• Your assignment
Each record should be copied exactly into the answer, and no picture should go with it.
START Data supplied
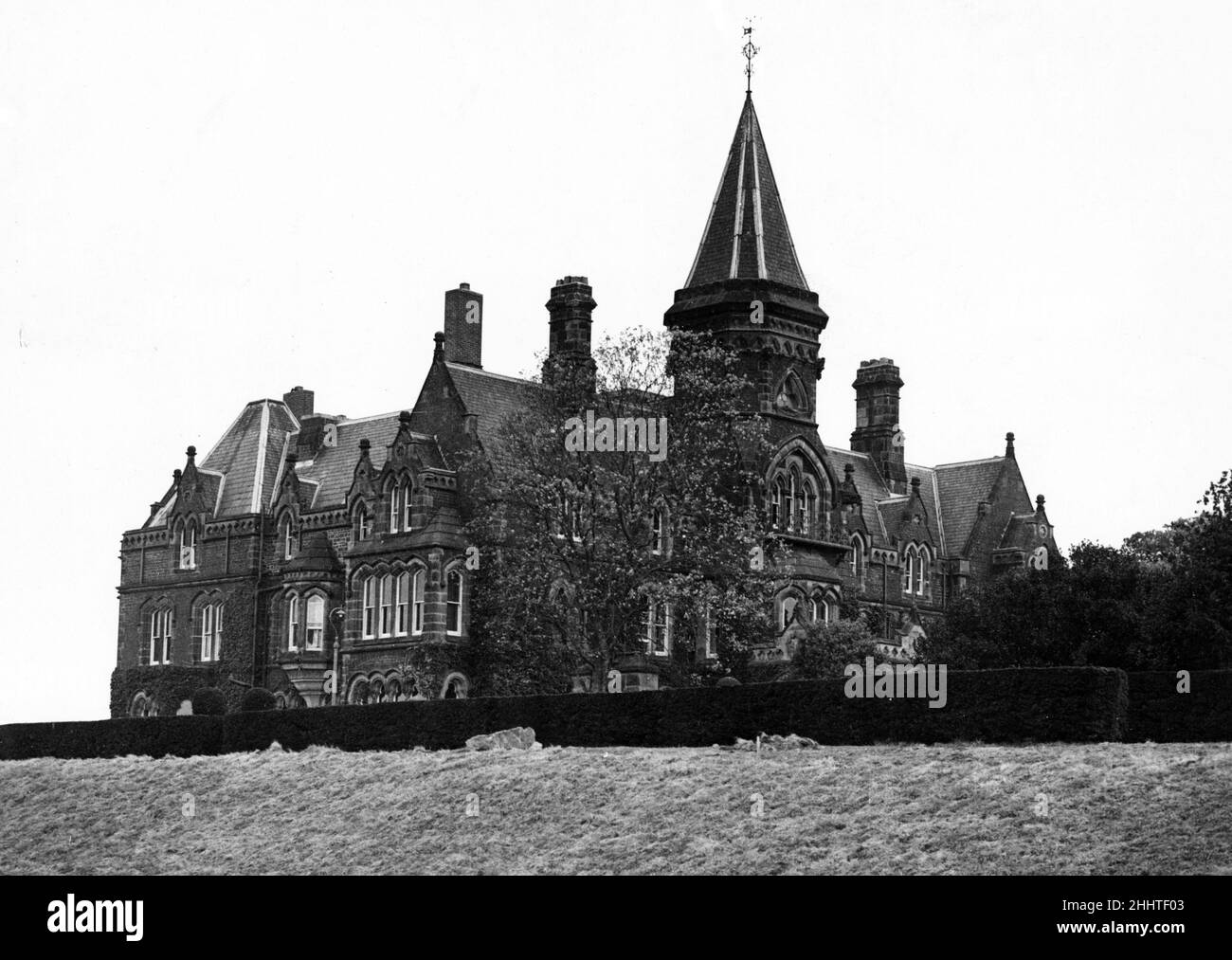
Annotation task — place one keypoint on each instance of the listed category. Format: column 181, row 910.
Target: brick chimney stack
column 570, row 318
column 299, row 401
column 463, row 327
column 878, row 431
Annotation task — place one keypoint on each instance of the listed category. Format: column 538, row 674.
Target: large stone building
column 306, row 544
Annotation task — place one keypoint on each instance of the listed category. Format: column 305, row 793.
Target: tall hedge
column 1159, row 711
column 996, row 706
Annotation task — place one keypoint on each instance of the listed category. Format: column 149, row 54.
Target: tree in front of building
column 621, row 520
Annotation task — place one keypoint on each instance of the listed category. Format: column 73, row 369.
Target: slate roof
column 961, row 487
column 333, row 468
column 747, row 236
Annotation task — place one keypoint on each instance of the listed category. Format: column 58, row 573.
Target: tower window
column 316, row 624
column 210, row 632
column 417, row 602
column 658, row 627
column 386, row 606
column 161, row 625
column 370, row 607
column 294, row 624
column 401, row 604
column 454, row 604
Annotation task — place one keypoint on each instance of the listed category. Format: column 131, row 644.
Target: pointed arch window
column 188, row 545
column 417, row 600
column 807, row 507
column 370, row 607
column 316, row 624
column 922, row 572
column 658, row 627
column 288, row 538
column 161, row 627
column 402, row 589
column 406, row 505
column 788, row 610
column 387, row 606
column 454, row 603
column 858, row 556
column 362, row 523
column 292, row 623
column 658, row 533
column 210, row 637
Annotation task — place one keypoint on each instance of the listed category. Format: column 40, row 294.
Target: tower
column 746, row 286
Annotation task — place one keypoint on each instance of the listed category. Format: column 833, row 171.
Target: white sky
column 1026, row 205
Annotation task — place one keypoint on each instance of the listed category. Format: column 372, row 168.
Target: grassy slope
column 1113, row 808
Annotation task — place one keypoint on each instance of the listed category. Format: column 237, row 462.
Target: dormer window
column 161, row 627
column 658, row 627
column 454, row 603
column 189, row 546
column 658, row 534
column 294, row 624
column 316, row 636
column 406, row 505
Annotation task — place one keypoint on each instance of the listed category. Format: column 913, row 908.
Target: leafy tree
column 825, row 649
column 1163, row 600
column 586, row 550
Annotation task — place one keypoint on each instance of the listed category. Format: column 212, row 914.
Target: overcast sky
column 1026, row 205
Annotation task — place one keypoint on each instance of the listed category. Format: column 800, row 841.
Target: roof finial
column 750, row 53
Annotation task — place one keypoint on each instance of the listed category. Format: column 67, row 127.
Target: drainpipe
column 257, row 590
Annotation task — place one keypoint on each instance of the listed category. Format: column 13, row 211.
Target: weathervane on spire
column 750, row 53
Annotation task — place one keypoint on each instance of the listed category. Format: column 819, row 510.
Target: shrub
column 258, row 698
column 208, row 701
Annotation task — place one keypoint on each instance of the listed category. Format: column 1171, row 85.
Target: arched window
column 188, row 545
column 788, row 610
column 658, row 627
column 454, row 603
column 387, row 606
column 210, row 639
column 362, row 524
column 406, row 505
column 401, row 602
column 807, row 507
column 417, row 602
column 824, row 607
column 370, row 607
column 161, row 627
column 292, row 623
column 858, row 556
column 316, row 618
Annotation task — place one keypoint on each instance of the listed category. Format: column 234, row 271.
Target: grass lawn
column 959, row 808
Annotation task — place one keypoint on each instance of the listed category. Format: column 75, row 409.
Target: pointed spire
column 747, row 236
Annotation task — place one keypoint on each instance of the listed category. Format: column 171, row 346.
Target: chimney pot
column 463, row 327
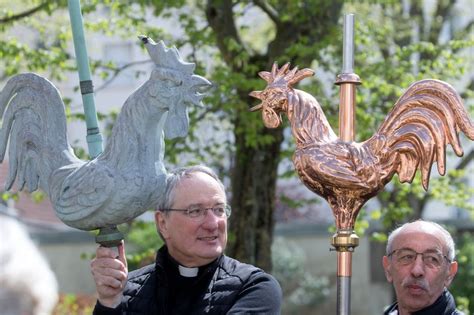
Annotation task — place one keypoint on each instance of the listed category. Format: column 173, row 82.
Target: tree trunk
END Data supplied
• Reply
Annotation task — place one keypoint on each instance of the listed category. Format: column 181, row 910.
Target: brick chimney stack
column 570, row 318
column 299, row 401
column 463, row 327
column 878, row 431
Annotation task — place one keypoint on each instance of the listed category. Format: column 538, row 674.
Target: large stone building
column 306, row 544
Annotation task — place one keypoint on each instance of the listed category. Format: column 305, row 793.
Target: tall hedge
column 1159, row 711
column 996, row 706
Annotation task — place one keypoint on each instance of the listed category. Format: column 149, row 54.
Target: tree in front of building
column 621, row 520
Annotation task — place one keypoint on each instance of the listed category. Format: column 73, row 369.
Target: slate roof
column 961, row 487
column 333, row 468
column 747, row 236
Annotation task — place one keypoint on each instance of the listed category. Format: column 58, row 573.
Target: tower window
column 316, row 624
column 210, row 632
column 417, row 602
column 658, row 627
column 386, row 606
column 161, row 625
column 370, row 607
column 294, row 624
column 401, row 604
column 454, row 604
Annotation task — place one keypoint on each instance of the listed category. Format: column 131, row 644.
Target: pointed arch window
column 188, row 545
column 417, row 600
column 807, row 507
column 370, row 607
column 316, row 624
column 922, row 572
column 658, row 627
column 288, row 538
column 161, row 627
column 402, row 589
column 406, row 505
column 788, row 610
column 387, row 606
column 454, row 603
column 858, row 556
column 362, row 523
column 292, row 623
column 658, row 533
column 210, row 637
Annotation task — place one keypoint on each instance of the listed category. Format: column 40, row 294.
Target: tower
column 746, row 286
Annotation task — place one keypoint on each instance of the listed category. Format: column 833, row 171.
Target: white sky
column 1026, row 205
Annotation task — place one keypoint on each instance of the listed category. Format: column 372, row 168.
Target: grassy slope
column 1113, row 808
Annotation task — place one keypoint on each instance of the listed category. Format: column 237, row 462.
Target: dormer window
column 161, row 627
column 658, row 627
column 454, row 603
column 189, row 546
column 658, row 534
column 294, row 624
column 316, row 636
column 406, row 505
Annotation task — place one keypoint on each instance of the listed category. Format: column 913, row 908.
Target: leafy tree
column 825, row 649
column 1163, row 600
column 586, row 550
Annotation task — place one keypoint on each instance of the listed category. Format: column 212, row 914.
Target: overcast sky
column 1026, row 205
Annotation task — place one keypoint on each instance of the listed category. Format: column 800, row 841.
Target: roof finial
column 750, row 53
Annotation task — place one keypoint on each instance of the listed category. Format: column 67, row 127.
Target: drainpipe
column 257, row 590
Annotation task — place one keypoint on each instance of the listed category. Format: column 13, row 211.
Target: weathervane on spire
column 750, row 53
Annotation task — place one keypoint on each instance of the listed category. Format: column 819, row 510.
Target: shrub
column 258, row 698
column 208, row 701
Annotation task — place one keypoint on each instance of the listed category. Format: column 1171, row 85.
Target: arched window
column 188, row 545
column 788, row 610
column 658, row 627
column 454, row 603
column 387, row 606
column 210, row 639
column 362, row 524
column 406, row 505
column 401, row 602
column 807, row 507
column 417, row 602
column 824, row 607
column 370, row 607
column 161, row 627
column 292, row 623
column 858, row 556
column 316, row 618
Annotation task — place one keypoint on each instance of the listed category. Format: column 234, row 271.
Target: grass lawn
column 959, row 808
Annotation task — place one keypoint on each instance of the listed category. Format: column 75, row 409.
Target: pointed spire
column 747, row 236
Annotation task — place one keypoint on each instance of the listed category. Format: column 171, row 346.
Target: chimney pot
column 463, row 327
Annotation task — place one keypoint on each instance of the listed category. Format: column 173, row 82.
Target: tree trunk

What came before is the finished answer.